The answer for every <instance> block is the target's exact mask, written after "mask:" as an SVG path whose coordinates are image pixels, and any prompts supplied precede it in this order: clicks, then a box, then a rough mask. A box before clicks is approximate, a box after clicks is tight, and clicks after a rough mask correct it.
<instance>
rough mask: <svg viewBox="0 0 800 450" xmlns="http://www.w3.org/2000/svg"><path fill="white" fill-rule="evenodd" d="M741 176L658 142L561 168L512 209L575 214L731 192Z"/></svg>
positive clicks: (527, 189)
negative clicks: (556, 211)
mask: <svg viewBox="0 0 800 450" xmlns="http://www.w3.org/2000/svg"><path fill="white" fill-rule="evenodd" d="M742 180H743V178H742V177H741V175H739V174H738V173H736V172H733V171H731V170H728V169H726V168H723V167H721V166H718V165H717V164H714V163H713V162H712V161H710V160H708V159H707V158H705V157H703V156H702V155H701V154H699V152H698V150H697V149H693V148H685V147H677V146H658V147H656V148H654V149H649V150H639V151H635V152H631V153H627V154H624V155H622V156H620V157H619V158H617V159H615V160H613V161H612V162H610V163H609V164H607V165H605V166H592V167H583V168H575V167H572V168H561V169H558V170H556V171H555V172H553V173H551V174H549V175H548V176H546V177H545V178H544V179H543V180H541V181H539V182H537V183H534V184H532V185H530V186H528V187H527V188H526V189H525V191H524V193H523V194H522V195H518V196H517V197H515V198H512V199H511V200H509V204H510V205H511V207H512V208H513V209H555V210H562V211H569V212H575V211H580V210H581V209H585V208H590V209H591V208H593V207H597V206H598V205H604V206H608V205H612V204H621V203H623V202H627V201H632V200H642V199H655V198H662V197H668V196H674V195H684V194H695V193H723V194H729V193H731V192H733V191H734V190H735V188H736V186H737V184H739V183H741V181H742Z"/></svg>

==============================

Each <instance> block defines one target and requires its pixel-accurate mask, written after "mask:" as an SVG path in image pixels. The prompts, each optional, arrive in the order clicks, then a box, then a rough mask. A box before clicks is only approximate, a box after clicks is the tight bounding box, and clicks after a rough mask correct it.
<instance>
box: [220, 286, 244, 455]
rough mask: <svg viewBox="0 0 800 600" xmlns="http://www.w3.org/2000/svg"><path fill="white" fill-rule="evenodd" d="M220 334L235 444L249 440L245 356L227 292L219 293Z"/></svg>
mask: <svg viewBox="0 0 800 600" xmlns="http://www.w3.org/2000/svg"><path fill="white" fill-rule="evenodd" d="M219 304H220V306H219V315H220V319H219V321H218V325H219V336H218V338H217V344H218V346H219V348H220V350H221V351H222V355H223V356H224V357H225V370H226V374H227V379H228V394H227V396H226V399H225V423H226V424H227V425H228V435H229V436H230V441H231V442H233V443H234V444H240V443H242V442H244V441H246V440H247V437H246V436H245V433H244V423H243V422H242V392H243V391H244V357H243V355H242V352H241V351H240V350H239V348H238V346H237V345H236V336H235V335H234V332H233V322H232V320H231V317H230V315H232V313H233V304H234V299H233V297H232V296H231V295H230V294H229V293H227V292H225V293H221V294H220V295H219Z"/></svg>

==============================

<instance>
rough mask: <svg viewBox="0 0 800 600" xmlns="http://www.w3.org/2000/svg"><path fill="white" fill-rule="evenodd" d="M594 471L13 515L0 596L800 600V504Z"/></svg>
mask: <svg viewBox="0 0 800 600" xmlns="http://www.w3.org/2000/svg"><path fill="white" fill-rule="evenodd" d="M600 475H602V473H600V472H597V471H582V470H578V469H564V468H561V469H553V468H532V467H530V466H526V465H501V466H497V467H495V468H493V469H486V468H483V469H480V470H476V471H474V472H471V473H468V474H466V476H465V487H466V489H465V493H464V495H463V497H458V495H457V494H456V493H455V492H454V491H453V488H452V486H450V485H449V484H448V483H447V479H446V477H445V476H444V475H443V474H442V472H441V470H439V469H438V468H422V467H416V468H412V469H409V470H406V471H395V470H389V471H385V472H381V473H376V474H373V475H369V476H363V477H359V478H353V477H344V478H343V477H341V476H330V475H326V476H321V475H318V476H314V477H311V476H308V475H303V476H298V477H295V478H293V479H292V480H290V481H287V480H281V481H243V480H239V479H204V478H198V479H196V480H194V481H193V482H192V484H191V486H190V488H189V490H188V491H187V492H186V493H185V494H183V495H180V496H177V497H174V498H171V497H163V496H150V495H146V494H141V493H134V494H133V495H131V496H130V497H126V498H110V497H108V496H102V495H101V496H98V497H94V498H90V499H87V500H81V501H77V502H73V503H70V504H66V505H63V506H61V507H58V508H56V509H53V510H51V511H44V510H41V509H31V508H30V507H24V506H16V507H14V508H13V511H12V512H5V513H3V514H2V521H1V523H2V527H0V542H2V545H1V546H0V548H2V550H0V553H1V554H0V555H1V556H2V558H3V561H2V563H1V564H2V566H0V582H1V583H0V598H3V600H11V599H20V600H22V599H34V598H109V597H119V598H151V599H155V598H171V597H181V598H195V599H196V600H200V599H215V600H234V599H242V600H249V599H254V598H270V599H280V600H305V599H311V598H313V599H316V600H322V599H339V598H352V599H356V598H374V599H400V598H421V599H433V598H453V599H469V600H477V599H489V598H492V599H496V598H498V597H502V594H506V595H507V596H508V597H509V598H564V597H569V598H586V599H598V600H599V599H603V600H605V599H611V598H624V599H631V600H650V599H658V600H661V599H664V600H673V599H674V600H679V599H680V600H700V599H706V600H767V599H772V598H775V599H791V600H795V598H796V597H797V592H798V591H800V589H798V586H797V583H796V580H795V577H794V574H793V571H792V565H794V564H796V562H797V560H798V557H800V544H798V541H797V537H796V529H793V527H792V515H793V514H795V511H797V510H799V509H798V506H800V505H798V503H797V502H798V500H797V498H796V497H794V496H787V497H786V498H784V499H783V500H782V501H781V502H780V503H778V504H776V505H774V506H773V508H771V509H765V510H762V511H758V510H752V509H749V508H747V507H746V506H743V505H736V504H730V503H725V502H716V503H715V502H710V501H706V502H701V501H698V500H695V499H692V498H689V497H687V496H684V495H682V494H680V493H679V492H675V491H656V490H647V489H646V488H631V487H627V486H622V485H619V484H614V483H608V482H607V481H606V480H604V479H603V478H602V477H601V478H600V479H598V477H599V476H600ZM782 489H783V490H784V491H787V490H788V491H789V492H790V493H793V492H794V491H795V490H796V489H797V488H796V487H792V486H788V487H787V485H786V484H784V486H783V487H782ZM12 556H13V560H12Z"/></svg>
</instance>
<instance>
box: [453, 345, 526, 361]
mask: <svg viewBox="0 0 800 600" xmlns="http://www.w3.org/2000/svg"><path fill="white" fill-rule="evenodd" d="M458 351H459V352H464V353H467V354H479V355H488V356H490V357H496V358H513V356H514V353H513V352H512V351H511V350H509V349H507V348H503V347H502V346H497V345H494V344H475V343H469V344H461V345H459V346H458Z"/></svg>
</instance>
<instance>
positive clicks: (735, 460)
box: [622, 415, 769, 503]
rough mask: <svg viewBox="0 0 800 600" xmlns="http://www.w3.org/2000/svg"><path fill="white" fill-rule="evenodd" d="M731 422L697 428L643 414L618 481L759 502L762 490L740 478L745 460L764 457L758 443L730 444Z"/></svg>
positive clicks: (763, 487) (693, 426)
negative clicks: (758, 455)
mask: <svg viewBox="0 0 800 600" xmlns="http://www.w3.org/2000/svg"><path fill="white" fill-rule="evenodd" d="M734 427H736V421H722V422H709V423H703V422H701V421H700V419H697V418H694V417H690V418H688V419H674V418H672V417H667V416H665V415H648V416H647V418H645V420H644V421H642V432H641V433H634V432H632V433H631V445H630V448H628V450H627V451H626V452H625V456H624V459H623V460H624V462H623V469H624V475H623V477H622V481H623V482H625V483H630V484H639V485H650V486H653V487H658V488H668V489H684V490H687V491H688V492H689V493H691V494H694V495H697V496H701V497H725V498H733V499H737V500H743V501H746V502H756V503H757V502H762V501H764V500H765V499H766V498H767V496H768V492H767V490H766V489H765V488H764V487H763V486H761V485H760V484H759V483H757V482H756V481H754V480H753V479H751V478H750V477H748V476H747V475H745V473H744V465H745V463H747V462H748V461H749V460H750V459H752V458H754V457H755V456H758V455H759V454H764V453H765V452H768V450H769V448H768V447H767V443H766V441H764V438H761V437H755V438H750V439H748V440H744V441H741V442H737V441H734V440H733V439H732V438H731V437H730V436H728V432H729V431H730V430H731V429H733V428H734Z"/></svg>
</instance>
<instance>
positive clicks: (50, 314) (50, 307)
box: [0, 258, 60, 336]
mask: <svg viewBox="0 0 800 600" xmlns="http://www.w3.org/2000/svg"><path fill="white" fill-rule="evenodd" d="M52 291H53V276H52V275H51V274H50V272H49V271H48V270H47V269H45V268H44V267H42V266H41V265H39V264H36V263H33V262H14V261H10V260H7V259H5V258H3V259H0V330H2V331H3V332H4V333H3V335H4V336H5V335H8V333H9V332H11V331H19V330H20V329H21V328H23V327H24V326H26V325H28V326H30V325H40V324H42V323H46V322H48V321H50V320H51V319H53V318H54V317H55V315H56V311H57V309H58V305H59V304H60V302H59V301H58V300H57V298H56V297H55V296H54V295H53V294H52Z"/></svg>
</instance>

==============================

What is required -> Put the lines from the one containing "The answer for" through the one containing "positive clicks: (527, 189)", both included, into a Markdown table with the columns Row and Content. Give each line its own numbered row and leave out any blank lines.

Answer space ->
| Row | Content |
|---|---|
| 1 | The answer for every <instance> block is the target's exact mask, written after "mask:" as an SVG path whose coordinates are image pixels, and any prompts supplied precede it in this order: clicks, then a box, then a rough mask. A box before clicks is approximate, a box after clicks is tight, and clicks after a rough mask correct it. |
| 2 | <instance> |
| 3 | rough mask: <svg viewBox="0 0 800 450" xmlns="http://www.w3.org/2000/svg"><path fill="white" fill-rule="evenodd" d="M741 176L658 142L561 168L512 209L575 214L731 192Z"/></svg> |
| 4 | positive clicks: (527, 189) |